Data listing:
┄┄┄┄┄┄┄┄┄┄┄┄┄┄┄┄┄┄┄┄

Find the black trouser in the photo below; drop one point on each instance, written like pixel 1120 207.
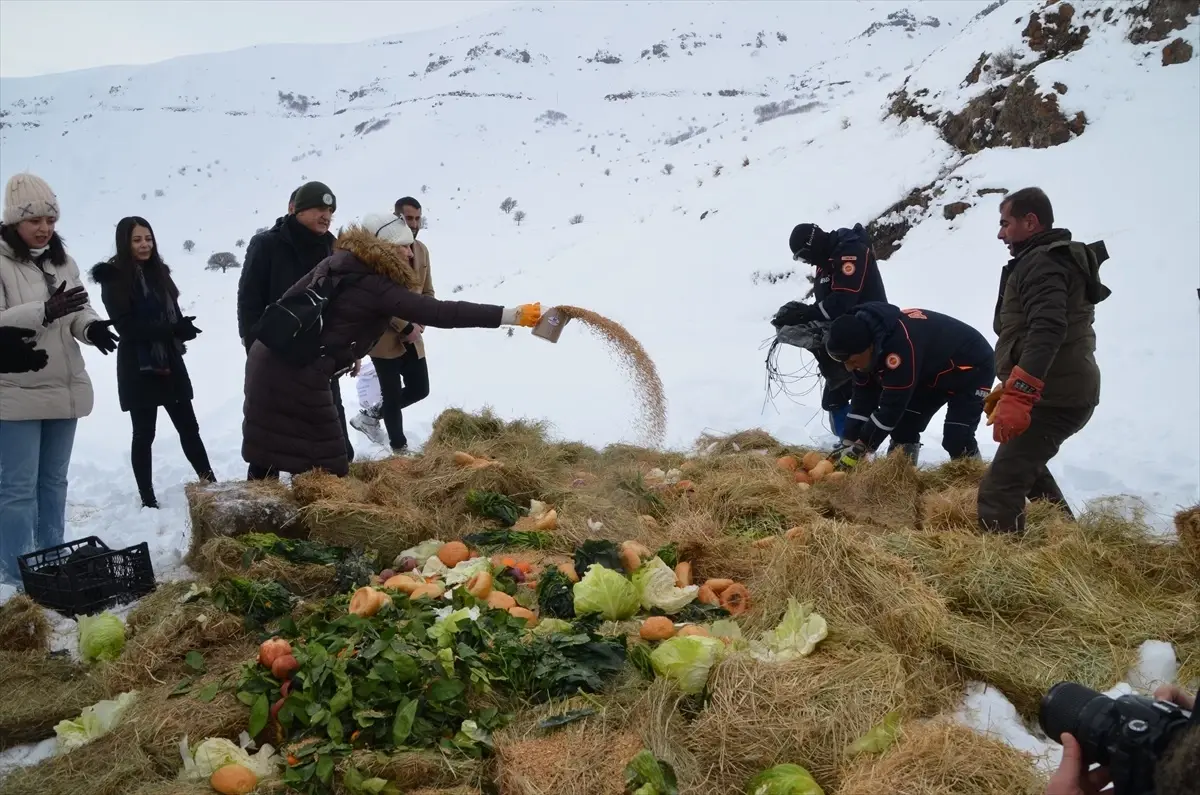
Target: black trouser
pixel 403 381
pixel 183 417
pixel 1019 471
pixel 963 399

┄┄┄┄┄┄┄┄┄┄┄┄┄┄┄┄┄┄┄┄

**Challenge:** Repeat the data exactly, excluding the pictures.

**Final answer:**
Find the black trouser in the photo below; drop one point on each instance, written like pixel 1120 207.
Target: black trouser
pixel 403 381
pixel 183 417
pixel 1019 471
pixel 963 399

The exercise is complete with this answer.